» **Work instructions**
In the data below, copy word for word every line from the one containing "Mark every instance of the sprinkle" through the one containing "Mark every instance of the green jimmy", including both of those lines. Leave out everything else.
--------------------------------
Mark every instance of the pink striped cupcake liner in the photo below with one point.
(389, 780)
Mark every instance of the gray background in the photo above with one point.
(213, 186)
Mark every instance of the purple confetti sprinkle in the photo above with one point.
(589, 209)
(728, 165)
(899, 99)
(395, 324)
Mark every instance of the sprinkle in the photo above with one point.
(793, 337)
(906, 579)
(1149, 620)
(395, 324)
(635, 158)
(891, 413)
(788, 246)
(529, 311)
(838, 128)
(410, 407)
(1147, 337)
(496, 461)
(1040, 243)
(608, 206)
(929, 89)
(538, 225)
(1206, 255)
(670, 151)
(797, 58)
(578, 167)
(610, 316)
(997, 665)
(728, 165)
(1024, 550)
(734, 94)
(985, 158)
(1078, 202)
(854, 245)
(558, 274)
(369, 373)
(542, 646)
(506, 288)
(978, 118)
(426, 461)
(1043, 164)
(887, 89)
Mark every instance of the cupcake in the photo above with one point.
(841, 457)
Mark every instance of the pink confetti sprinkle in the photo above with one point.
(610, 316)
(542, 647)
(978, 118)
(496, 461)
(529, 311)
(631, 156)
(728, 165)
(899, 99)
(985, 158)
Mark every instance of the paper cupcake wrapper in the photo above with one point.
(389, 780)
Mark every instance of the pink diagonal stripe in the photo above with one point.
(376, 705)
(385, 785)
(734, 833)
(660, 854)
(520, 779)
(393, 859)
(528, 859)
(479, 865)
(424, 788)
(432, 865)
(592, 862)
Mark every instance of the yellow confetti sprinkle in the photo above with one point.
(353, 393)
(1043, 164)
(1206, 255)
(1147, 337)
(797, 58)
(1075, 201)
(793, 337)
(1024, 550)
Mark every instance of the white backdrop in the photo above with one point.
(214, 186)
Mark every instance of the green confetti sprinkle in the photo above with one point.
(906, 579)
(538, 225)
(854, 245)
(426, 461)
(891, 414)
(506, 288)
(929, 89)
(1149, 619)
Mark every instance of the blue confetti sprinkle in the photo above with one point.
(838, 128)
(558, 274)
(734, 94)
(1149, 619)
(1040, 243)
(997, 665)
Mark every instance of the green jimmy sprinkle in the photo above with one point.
--------------------------------
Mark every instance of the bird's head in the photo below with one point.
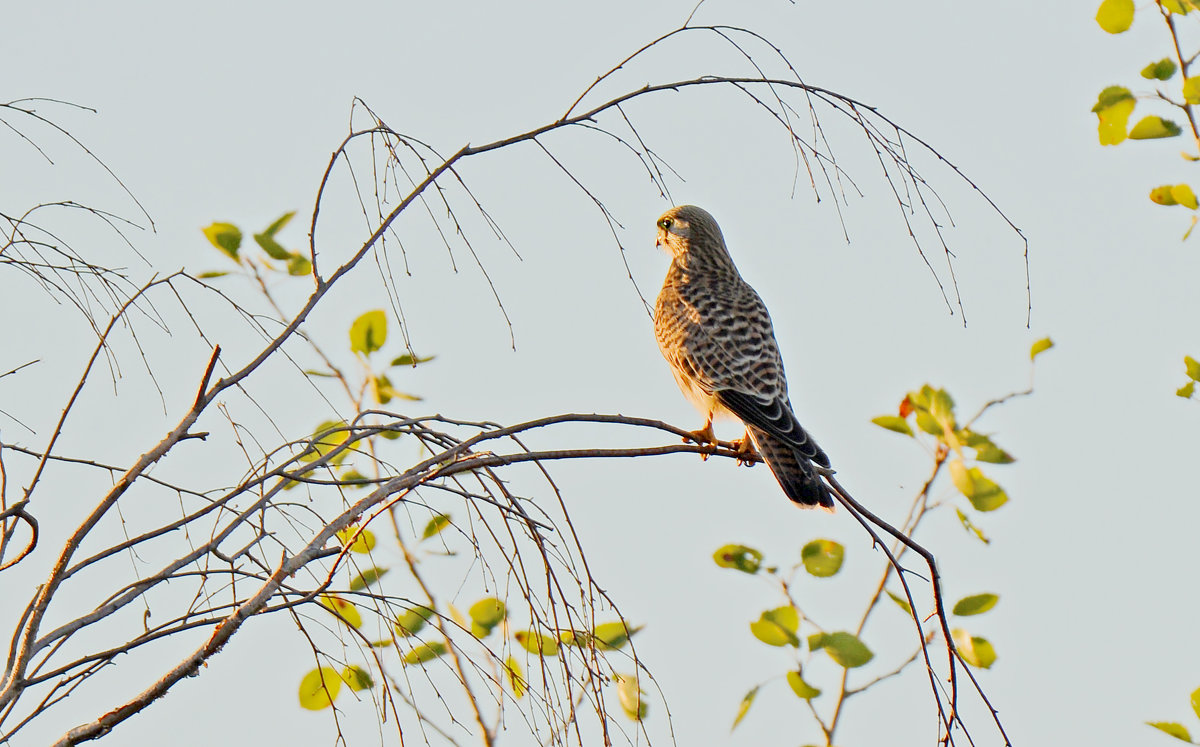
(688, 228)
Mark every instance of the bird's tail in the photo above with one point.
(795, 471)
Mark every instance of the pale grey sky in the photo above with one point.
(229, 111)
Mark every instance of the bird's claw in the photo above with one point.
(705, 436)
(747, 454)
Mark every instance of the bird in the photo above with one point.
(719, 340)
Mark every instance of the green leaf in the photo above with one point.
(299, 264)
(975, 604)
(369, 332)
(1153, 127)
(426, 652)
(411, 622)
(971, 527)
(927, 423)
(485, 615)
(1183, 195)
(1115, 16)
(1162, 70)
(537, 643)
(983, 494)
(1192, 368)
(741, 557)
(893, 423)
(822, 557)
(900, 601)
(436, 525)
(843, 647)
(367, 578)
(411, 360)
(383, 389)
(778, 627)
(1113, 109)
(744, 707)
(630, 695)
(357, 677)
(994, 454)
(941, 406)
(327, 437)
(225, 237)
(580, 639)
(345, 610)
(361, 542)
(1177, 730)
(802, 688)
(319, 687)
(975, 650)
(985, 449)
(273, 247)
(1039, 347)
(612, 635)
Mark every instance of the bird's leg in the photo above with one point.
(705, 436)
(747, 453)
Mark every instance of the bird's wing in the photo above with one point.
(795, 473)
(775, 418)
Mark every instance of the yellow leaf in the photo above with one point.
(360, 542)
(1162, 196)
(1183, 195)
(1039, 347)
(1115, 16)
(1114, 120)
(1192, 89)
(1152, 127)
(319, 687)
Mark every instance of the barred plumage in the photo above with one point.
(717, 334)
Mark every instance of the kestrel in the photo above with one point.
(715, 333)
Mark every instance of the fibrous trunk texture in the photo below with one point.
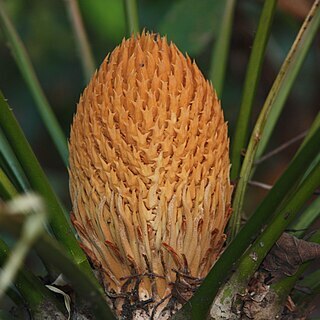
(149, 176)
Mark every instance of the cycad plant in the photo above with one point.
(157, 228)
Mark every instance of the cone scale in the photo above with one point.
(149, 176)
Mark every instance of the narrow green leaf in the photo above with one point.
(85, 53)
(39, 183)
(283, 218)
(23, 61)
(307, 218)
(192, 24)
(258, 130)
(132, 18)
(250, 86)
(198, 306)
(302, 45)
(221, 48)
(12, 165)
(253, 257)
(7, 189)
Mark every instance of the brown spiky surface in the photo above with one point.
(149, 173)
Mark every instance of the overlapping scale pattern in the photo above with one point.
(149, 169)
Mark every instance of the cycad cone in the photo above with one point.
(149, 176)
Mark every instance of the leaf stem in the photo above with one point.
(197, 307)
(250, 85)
--------------------------------
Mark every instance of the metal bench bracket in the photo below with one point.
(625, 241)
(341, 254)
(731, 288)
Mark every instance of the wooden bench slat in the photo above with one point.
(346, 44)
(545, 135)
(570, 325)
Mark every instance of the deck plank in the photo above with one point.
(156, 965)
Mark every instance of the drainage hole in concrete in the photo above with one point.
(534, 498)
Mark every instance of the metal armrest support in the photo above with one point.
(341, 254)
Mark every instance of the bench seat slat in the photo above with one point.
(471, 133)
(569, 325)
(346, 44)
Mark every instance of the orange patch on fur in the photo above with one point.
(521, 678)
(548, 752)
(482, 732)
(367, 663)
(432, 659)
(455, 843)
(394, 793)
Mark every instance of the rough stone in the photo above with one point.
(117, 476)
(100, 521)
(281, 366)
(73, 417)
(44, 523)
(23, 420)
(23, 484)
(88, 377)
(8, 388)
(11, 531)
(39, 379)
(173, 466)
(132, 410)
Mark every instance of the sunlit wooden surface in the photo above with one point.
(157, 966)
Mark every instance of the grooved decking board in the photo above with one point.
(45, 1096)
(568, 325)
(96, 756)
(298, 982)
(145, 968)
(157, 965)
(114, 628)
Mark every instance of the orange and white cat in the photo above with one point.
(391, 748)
--------------------------------
» **Answer to this exercise**
Mark every instance of the sprinkle in the photo above with one point.
(793, 337)
(906, 579)
(1149, 620)
(395, 324)
(635, 158)
(891, 413)
(788, 246)
(529, 311)
(838, 128)
(410, 407)
(1147, 337)
(496, 461)
(1040, 243)
(608, 206)
(929, 89)
(538, 225)
(1206, 255)
(670, 151)
(797, 58)
(578, 167)
(610, 316)
(997, 665)
(728, 165)
(1024, 550)
(734, 94)
(985, 158)
(1078, 202)
(854, 245)
(558, 274)
(369, 373)
(542, 646)
(506, 288)
(978, 118)
(426, 461)
(1043, 164)
(887, 89)
Mark every instance of the cupcake in the photo above with one point.
(841, 457)
Mark every instance of the pink confetti sprinkle in the photo above with one point.
(610, 316)
(542, 647)
(978, 118)
(496, 461)
(529, 311)
(631, 156)
(728, 165)
(899, 99)
(985, 158)
Mark every instance of the paper cupcake wrapper in the photo above with one point.
(389, 780)
Mark every instance of the pink diagonal stripe in the photo above with one point.
(376, 705)
(385, 785)
(734, 833)
(660, 854)
(520, 779)
(393, 859)
(528, 859)
(479, 865)
(424, 788)
(432, 865)
(592, 862)
Mark every instance of the yellow confetti sprinkle in the photo above with one point.
(353, 393)
(1043, 164)
(1206, 255)
(1147, 337)
(797, 58)
(1075, 201)
(793, 337)
(1024, 550)
Mark every instance of the white backdrop in the photo above with one point.
(214, 186)
Mark every instance of the green confetti sprinkle in the photo above with one point.
(906, 579)
(538, 225)
(854, 245)
(426, 461)
(891, 414)
(506, 288)
(929, 89)
(1149, 619)
Mark every instance of the blue confetti sprinkle in the photo above with one point.
(838, 128)
(558, 274)
(734, 94)
(1149, 619)
(1040, 243)
(997, 665)
Mark every instance of the green jimmy sprinkle in the photo above with one point.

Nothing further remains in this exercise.